DOCUMENT
.....

De wijze van leidinggeven door de kerkenraad moet passen bij het hierboven beschreven karakter van de gemeente als lichaam van Christus. De kerkenraad heeft daarom als voornaamste taak om ruimte te scheppen voor de noodzakelijke en rechtmatige inbreng van gemeenteleden en om de samenhang van het proces van gemeentezijn in het oog te houden en te bevorderen. Daarover gaat het derde en laatste lid van Artikel IV:

De gemeente geeft gehoor aan haar roeping door onder leiding van de kerkenraad de samenhang in haar leven en werken te bevorderen en alles te richten op de lofprijzing van de Naam des Heren en de dienst in de wereld. (Art. IV-3)

De kerkenraad — als vergadering waarin de ambten bijeen zijn — moet ervoor zorgen dat de charisma’s op een samenhangende en doeltreffende worden ingezet tot opbouw van de gemeente. Hier wordt de belangrijkste rol van de ambten die in de volgende artikelen aan de orde komen, al aangegeven:
het ambt is er niet om de roeping van de gelovige over te nemen, maar om die aan te geven en mogelijk te maken. Alle nadruk ligt op het ambt als dienst aan de gemeenschap. Dit is geheel naar het Woord en voorbeeld van de Heer van de Kerk, Jezus Christus: Hij is niet gekomen om te heersen maar om te dienen.

Het doel van gemeentezijn wordt in dit artikel tot haar kern teruggebracht. Alle dienst van gemeente en gemeenteleden mag zijn gericht op de lofprijzing van de Naam des Heren en de dienst in de wereld. Bijna nergens is de roeping van de gemeente zo klaar en helder geformuleerd als in deze zinsnede. Het zou als motto kunnen gelden voor de missie van elke gemeente van Christus.

.....

GEGEVENS
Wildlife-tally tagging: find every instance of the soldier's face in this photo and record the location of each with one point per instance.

.....

GEGEVEN OPDRACHT A
Wat is volgens de tekst over de kerkenraad de voornaamste taak van de kerkenraad?
GEGEVEN OPDRACHT B
Noteer uit de tekst over de kerkenraad letterlijk alles vanaf "De gemeente geeft" tot en met "wereld. (Art. IV-3)".
De lijst heb je hier niet nodig.

UITGEWERKTE OPLOSSING A
Ruimte scheppen voor de noodzakelijke en rechtmatige inbreng van gemeenteleden en de samenhang van het proces van gemeentezijn in het oog houden en bevorderen.

UITGEWERKTE OPLOSSING B
De gemeente geeft gehoor aan haar roeping door onder leiding van de kerkenraad de samenhang in haar leven en werken te bevorderen en alles te richten op de lofprijzing van de Naam des Heren en de dienst in de wereld. (Art. IV-3)